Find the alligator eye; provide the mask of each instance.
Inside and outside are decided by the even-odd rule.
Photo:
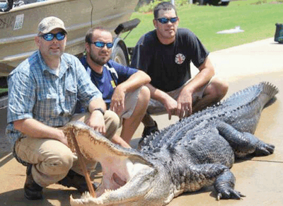
[[[112,178],[114,181],[120,186],[123,186],[127,183],[127,181],[122,180],[115,173],[113,173]]]

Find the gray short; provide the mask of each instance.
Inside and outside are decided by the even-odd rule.
[[[123,119],[129,118],[134,113],[134,108],[137,106],[140,91],[141,88],[139,88],[134,92],[129,92],[126,94],[126,96],[125,97],[125,109],[119,116],[120,120],[120,126],[122,125]]]
[[[212,77],[206,85],[202,86],[201,88],[199,89],[199,91],[195,92],[192,94],[192,103],[195,103],[197,100],[201,99],[202,98],[205,88],[211,84],[212,80],[213,79],[214,77]],[[184,85],[183,85],[181,87],[175,90],[166,92],[166,93],[168,94],[173,99],[177,100],[182,89],[184,88],[185,85],[187,85],[190,81],[192,81],[192,79],[190,79],[188,81],[187,81],[187,82],[185,83]],[[163,115],[167,113],[164,105],[162,104],[160,101],[153,98],[151,98],[149,101],[146,112],[149,115]]]

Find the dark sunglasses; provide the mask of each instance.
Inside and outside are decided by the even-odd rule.
[[[40,35],[40,37],[43,38],[45,40],[50,42],[54,39],[54,37],[55,37],[57,40],[61,41],[65,38],[66,33],[63,32],[59,32],[57,33],[53,34],[51,33],[45,33]]]
[[[112,42],[108,42],[108,43],[105,43],[103,42],[91,42],[91,44],[93,44],[96,45],[96,47],[102,48],[104,47],[104,46],[106,45],[106,47],[108,47],[108,49],[110,49],[113,47],[113,43]]]
[[[163,24],[168,23],[169,21],[171,23],[175,23],[178,21],[178,17],[173,17],[173,18],[171,18],[163,17],[163,18],[157,18],[157,20],[161,23],[163,23]]]

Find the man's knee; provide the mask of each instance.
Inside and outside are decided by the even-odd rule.
[[[219,100],[222,99],[226,94],[229,88],[228,82],[221,78],[214,78],[210,84],[211,93]]]
[[[143,86],[141,87],[138,96],[138,101],[135,106],[134,110],[137,109],[144,110],[147,108],[150,100],[150,91],[147,86]]]
[[[106,110],[105,114],[104,115],[104,120],[105,122],[105,127],[106,127],[105,137],[108,139],[111,139],[119,128],[120,125],[119,116],[113,111]]]
[[[142,99],[147,103],[150,99],[150,91],[149,88],[146,86],[142,86],[141,87],[141,91],[139,95],[139,99]]]
[[[53,154],[45,160],[45,164],[49,165],[51,168],[57,167],[58,168],[53,171],[53,175],[60,174],[66,173],[71,169],[74,158],[74,154],[69,148],[62,147],[60,149],[53,151]]]

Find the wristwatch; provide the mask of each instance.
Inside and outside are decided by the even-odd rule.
——————
**Written request**
Retype, unchanged, the stretch of the items from the line containing "Find the wristwatch;" through the end of the items.

**Exercise solution**
Find the wristwatch; provide the mask of each instance.
Inside and outside are decided by the even-odd rule.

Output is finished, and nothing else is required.